- Work to do:
Copy the items verbatim, starting at the first one and ending with the line that contains "[[129, 127]]", including both ends.

-=-=-

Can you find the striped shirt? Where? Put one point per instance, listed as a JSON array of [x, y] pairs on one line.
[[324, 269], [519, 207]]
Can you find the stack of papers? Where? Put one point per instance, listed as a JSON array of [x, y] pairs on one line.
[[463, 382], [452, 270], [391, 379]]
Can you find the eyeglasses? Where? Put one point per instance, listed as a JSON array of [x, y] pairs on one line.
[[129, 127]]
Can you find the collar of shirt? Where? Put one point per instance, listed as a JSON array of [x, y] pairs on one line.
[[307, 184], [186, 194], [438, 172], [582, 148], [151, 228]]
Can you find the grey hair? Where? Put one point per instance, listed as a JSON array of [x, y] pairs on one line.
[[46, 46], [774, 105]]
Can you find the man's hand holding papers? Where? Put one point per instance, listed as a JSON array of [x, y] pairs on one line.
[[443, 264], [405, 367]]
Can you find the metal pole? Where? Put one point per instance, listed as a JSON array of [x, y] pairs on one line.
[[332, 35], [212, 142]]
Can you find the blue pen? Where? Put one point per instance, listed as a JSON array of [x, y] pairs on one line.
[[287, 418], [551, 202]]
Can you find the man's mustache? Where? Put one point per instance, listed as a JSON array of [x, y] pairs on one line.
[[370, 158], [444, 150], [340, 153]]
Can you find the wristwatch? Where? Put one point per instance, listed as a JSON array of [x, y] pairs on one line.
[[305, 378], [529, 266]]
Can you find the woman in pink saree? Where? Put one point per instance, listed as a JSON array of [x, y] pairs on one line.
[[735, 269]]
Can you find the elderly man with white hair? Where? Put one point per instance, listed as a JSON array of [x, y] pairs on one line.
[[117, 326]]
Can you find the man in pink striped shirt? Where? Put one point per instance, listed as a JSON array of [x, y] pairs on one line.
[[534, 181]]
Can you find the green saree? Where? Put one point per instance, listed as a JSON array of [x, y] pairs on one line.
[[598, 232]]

-=-=-

- Reply:
Can you find the striped shirt? Where? Put one point per instance, listed as a JSON array of [x, y] pairs on one line.
[[324, 269], [519, 207]]
Can you find the stack of papers? Where? Put one point per instance, listed as a JSON array of [x, y] pairs on one line.
[[463, 382], [452, 270], [391, 379]]
Can you find the eyeglasses? Where? Put one point per instance, listed as a JSON array of [x, y] pairs on one line.
[[129, 127]]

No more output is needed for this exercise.